-------- Testo estratto

Sul morto di Orio una risposta dal dna

Ma le analisi richiedono ancora giorni

Entro la settimana arriveranno ai carabinieri del reparto operativo di Lodi i primi responsi sul confronto tra il dna dell'uomo fatto a pezzi abbandonato tra mercoledì e giovedì di due settimane fa sulla riva del Lambro a Orio Litta e i profili genetici custoditi nelle banche dati dei Ris e del servizio centrale della polizia scientifica di Roma.

Gli inquirenti guidati dal tenente colonnello Andrea Matteuzzi e coordinati dai pm Caterina Centola e Gianluigi Fontana sono ottimisti sulla possibilità di arrivare a un’identificazione, pur in mancanza delle mani e della testa, elementi che probabilmente l'assassino, o gli assassini, hanno fatto sparire proprio per intralciare le indagini e assicurarsi l'impunità. Sempre che a questo sfregio non si aggiungano anche motivazioni rituali.

Nessuna conferma invece all'indiscrezione riguardo all’avvenuto prelievo di campioni utili per la tipizzazione del dna tra le otto persone che nei giorni successivi al ritrovamento del corpo avevano segnalato ai carabinieri di aver perso le tracce da alcuni giorni di un loro parente. Segnalazioni arrivate anche dalla Sicilia, quasi tutte, però, relative a uomini che per età o caratteristiche fisiche non corrispondevano alla salma di Orio.

Tempi più lunghi del previsto, invece, per determinare la causa della morte: la ferita passante al torace, inferta con un punteruolo o con una lama sottile lunga più di 20 centimetri, non è per ora considerata con certezza come quella mortale. A questo punto non si esclude che il colpo o il taglio che hanno fermato il cuore di questo giovane, non più di trent’anni e circa un metro e 75 di statura, possano essere stati inferti al capo o nella parte alta del collo, anch’essa mancante.

La quasi completa mancanza di sangue, e delle relative tracce all’esterno del corpo o sugli indumenti, è un elemento che fa pensare a una modalità di uccisione particolare, «un lavoro pulito» l'aveva definito il procuratore capo Fontana, così come i tagli netti di tessuti molli e parti ossee. Un’opera da chirurgo, o da macellaio, magari abituato, all’uso islamico o ebraico, a trattare carni dissanguate per sgozzamento.

La pista del Marocco, Paese in cui si pratica la circoncisione e in cui esiste una località turistica, Ifrane, il cui nome era riportato su un’etichetta del pigiama, ufficialmente non viene accreditata come privilegiata, in mancanza di marchi noti di abbigliamento corrispondenti a questo nome. Gli inquirenti hanno però una certezza: meno indiscrezioni trapelano, in questa fase, maggiori sono le probabilità di risolvere il caso. E con lui, probabilmente, anche quello del morto senza mani trovato nel giugno 2007 a Inverno e Monteleone.

----------------

Compito: Ricopia dall'articolo sul morto di Orio Litta la parte che si apre con le parole contenenti "Nessuna conferma invece" e si chiude con "salma di Orio.".

-------- Dati forniti

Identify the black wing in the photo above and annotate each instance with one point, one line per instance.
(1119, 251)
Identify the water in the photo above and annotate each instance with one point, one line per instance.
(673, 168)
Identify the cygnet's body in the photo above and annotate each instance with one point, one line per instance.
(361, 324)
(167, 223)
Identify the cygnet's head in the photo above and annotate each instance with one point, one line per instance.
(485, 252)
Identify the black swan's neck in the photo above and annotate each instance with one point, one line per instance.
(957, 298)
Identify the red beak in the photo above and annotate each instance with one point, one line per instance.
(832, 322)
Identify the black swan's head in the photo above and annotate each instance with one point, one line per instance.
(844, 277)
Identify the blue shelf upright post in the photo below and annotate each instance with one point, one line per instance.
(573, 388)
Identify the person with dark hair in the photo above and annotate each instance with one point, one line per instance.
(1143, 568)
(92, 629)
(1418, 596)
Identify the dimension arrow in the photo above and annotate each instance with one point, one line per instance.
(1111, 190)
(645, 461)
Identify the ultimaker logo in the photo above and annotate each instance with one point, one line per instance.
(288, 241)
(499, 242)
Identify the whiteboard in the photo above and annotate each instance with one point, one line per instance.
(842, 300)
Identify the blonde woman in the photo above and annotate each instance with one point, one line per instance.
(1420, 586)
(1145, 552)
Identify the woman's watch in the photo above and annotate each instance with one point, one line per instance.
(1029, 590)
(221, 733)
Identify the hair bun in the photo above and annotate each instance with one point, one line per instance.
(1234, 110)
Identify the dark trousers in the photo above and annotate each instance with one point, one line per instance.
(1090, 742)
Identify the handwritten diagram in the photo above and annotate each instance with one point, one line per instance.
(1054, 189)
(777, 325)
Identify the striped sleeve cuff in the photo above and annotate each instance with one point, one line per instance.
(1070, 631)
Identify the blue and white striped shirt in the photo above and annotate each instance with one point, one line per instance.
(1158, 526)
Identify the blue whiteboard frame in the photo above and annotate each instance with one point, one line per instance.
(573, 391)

----------------

Risposta:
Nessuna conferma invece all'indiscrezione riguardo all’avvenuto prelievo di campioni utili per la tipizzazione del dna tra le otto persone che nei giorni successivi al ritrovamento del corpo avevano segnalato ai carabinieri di aver perso le tracce da alcuni giorni di un loro parente. Segnalazioni arrivate anche dalla Sicilia, quasi tutte, però, relative a uomini che per età o caratteristiche fisiche non corrispondevano alla salma di Orio.